§ **EXERCISE DATA**:
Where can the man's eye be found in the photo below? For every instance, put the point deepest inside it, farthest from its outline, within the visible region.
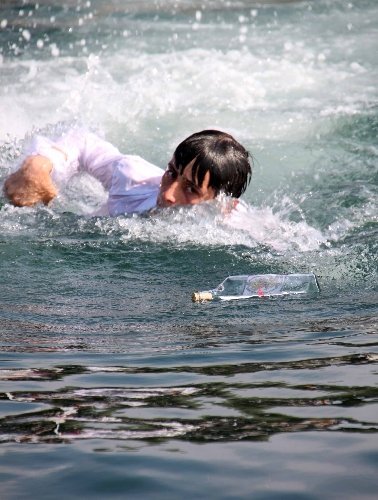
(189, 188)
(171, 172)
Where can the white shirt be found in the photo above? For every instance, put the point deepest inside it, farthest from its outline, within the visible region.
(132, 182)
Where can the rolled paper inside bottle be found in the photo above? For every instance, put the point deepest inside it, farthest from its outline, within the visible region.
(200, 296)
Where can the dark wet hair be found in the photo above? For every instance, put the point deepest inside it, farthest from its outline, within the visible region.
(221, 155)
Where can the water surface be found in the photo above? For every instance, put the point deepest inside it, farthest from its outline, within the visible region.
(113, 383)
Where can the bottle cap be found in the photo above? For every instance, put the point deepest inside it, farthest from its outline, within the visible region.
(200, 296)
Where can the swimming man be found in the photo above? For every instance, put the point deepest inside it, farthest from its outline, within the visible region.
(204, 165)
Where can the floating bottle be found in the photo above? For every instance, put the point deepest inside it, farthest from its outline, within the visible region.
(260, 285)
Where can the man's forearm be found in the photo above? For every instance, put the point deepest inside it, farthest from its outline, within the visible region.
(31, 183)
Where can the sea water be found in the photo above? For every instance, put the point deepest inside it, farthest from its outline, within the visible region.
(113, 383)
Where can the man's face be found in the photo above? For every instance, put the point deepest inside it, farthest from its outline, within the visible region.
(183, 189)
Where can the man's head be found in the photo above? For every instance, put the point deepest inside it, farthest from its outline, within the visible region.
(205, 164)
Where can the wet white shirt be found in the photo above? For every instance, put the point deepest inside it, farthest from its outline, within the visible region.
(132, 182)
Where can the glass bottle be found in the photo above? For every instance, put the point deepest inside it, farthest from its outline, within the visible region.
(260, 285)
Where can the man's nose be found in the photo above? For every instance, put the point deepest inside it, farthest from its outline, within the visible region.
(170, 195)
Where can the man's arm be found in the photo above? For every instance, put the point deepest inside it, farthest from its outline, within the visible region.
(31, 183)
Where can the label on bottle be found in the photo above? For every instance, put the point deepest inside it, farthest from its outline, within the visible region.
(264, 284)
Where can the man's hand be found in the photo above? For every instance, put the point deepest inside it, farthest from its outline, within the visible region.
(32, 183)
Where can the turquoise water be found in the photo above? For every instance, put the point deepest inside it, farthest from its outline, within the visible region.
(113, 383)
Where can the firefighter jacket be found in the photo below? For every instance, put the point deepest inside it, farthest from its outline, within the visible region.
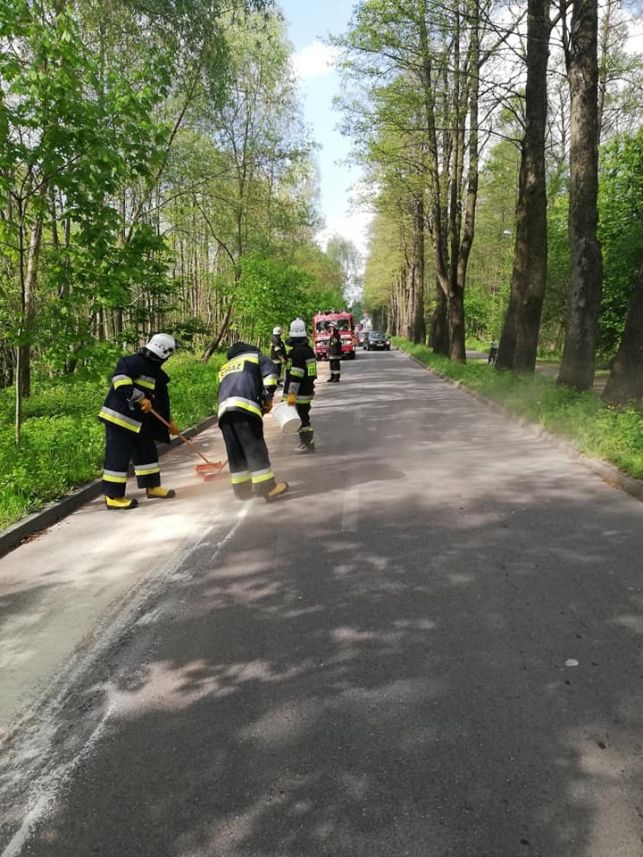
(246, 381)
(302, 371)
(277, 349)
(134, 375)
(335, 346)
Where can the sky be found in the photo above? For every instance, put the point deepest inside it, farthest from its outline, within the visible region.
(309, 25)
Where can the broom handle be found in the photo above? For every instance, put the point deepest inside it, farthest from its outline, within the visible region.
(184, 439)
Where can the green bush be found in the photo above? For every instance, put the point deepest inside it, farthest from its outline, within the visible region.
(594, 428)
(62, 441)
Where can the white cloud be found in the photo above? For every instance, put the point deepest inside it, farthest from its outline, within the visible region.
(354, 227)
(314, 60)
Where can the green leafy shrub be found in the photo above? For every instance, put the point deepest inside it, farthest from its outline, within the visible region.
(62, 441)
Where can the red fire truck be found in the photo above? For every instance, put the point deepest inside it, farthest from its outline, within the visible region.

§ **EXERCISE OBJECTIVE**: Return all the records exactly, excluding images.

§ **TASK SOLUTION**:
Where can the man's eye be found in the photo below? For every instance, put the point deepest inside it, farthest from its outline, within the visible region.
(189, 188)
(171, 172)
Where can the white shirt be found in the photo above? For every instance, put the point deepest inside it, farthest from its outline, within the visible region.
(132, 182)
Where can the rolled paper inside bottle be found in the photo above? For every instance, put the point deepest inside it, farthest from its outline, within the visible region.
(200, 296)
Where can the dark wet hair be found in the photo above? For every instance, put the point deepest inside it, farthest from its outline, within the visible region.
(221, 155)
Where can the water surface be found in the photo above? For every instance, put the point deepest inside it, farthest from its outline, within the visible region.
(113, 383)
Where can the bottle cap be found in the photo above? For every instance, put the point deepest inside it, farthest from its outline, within the visible region.
(200, 296)
Where can the swimming man be found in the photo above? For every instance, put the point deepest inside it, farthest from its outline, within the visible region.
(204, 165)
Where can the floating bottle be found in the photo above? For every instance, put the point deepest inside it, farthest from its outline, within the visible region.
(260, 285)
Where can the man's forearm be found in the photo above? For every instance, put the point deepest inside it, farthest from its outline, within the visible region.
(31, 183)
Where can the sea water be found in the photo above? For every instance, put the point deepest inside it, farthest from its outline, within the visible region.
(113, 383)
Where can the man's face be found in the photo above? For every instance, put the point deepest inside it, farthest from its outline, within the visible region.
(183, 189)
Where can the man's head be found in the photo above? For every instance, put the point deepest inside it, farthest from its outline, within the visible region.
(205, 164)
Where can the wet white shirt be found in the photo above? For every instance, put the point deepest inside it, farthest from its outline, within the visible region.
(132, 182)
Where can the glass bottle be found in the photo above? For every instance, put the point deepest inside it, farthest from its outline, within the visible region.
(260, 285)
Where can the man's nose be found in the photo above? For every instance, put the point deepest inside it, farthest from its outline, within the visible region.
(170, 195)
Where can the man's arm be found in the photo above? For every instance, put the point deepest inside it, farthest from its outline, within the visible region.
(31, 183)
Where can the label on bottle be found in the photo above? For every instance, put the point deepest inside it, farthest from its outline, within the visible region.
(264, 284)
Where can the man's hand be found in the photo above? For every instance, put the point deepest inside it, farthest from its outline, within the visible region.
(32, 183)
Where can the turquoise water be found in the photo above? For every instance, put the point deepest inside it, farthest from its outline, within the visible region.
(113, 383)
Where can the firefighter jacket be found in the photo below? For every instance, put the point deepest inside it, farthest from its outline, within the visible region.
(246, 381)
(302, 371)
(277, 349)
(134, 375)
(335, 346)
Where can the sky be found in the photo above? For every instance, put the point deepest inside it, farthest from its outline, within the visible region.
(309, 25)
Where can the broom handle be found in the photo above? For every instance, put the point deepest inside it, farthest from its outline, within the visible region.
(184, 439)
Where can the green bush be found in the photo above? For every instance, put the point deepest inside it, farthest from its outline, within the visible region.
(594, 428)
(62, 441)
Where can the white cloud be found in the photo above? For every instance, put the point deepest inside it, farthest from its outline, within the visible region.
(354, 227)
(314, 60)
Where can the green leafy shrub be found in the photo above? For every instance, put the point deepest inside it, farthest from its outline, within the visible region.
(62, 441)
Where can the red fire truck be found in the photo above? For every instance, put the point deepest inside it, farthest from its outline, within the visible region.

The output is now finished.